WORK TO DO: Can you reproduce the data beneath, keeping every line exact?

___

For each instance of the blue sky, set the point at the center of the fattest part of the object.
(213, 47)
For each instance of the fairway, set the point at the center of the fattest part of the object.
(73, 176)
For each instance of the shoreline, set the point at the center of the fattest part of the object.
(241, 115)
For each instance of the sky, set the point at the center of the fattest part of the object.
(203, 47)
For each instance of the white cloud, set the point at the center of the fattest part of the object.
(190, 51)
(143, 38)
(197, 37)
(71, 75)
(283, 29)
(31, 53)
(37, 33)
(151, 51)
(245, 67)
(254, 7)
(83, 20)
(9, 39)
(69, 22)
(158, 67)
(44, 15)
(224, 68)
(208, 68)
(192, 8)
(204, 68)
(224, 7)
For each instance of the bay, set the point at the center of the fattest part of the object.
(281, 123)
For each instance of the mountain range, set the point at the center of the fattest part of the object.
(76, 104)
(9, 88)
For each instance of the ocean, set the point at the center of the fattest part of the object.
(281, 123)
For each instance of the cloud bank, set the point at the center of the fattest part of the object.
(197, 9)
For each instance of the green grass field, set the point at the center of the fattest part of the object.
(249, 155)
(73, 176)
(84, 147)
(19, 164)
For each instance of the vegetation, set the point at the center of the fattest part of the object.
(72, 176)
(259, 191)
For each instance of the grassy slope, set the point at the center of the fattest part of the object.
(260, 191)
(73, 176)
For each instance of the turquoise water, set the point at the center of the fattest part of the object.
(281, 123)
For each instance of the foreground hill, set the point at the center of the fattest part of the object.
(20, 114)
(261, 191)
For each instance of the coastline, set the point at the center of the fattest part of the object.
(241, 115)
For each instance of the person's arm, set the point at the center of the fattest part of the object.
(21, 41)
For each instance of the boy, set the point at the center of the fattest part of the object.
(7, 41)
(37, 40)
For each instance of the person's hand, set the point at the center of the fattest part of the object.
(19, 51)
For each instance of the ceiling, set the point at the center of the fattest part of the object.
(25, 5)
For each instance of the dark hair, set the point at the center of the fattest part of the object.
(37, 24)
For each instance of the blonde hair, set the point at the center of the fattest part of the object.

___

EXERCISE SOLUTION:
For each instance of the blue sky, set the point at the center of the fattest part of the object.
(213, 47)
For each instance of the fairway, set the point at the center of the fattest part of the object.
(73, 176)
For each instance of the shoreline, set the point at the center of the fattest part of the object.
(241, 115)
For each instance of the sky, set the point at the center of the fattest part of the object.
(203, 47)
For each instance of the white cloud, set the point at the center of the fattest part of the object.
(190, 51)
(143, 38)
(197, 37)
(71, 75)
(283, 29)
(31, 53)
(37, 33)
(151, 51)
(245, 67)
(254, 7)
(83, 20)
(9, 39)
(69, 22)
(158, 67)
(44, 15)
(224, 68)
(208, 68)
(192, 8)
(204, 68)
(224, 7)
For each instance of the bay, set the point at the center of the fattest part of the object.
(281, 123)
For each instance of the mountain range, set the point at the center of the fattest part of the object.
(76, 104)
(9, 88)
For each instance of the ocean, set the point at the center of the fattest part of the object.
(281, 123)
For each instance of the cloud bank, set the point at the center of the fattest part of the object.
(197, 9)
For each instance of the green grass field, set the point at the center of the fattest part of the object.
(249, 155)
(73, 176)
(84, 147)
(19, 164)
For each instance of the vegetation, set the point at the center of the fattest part of the object.
(72, 176)
(259, 191)
For each instance of the grassy slope, set the point at the center of the fattest part of the object.
(260, 191)
(73, 176)
For each instance of the turquoise water, set the point at the center of the fattest part of the object.
(281, 123)
For each instance of the foreground hill, set the point at the center of the fattest part of the object.
(20, 114)
(261, 191)
For each instance of the coastline, set the point at the center of the fattest part of the object.
(241, 115)
For each instance of the person's arm, set the point at the center of the fattest part of the object.
(21, 41)
For each instance of the boy, set the point at the center of the fattest part of the object.
(7, 41)
(37, 40)
For each instance of the person's hand, set the point at the center of the fattest part of the object.
(19, 51)
For each instance of the ceiling, set the point at the center of the fattest part of the object.
(25, 5)
For each instance of the dark hair, set the point at the center of the fattest part of the object.
(37, 24)
For each instance of the blonde hair, set the point at the center of the fattest part of the object.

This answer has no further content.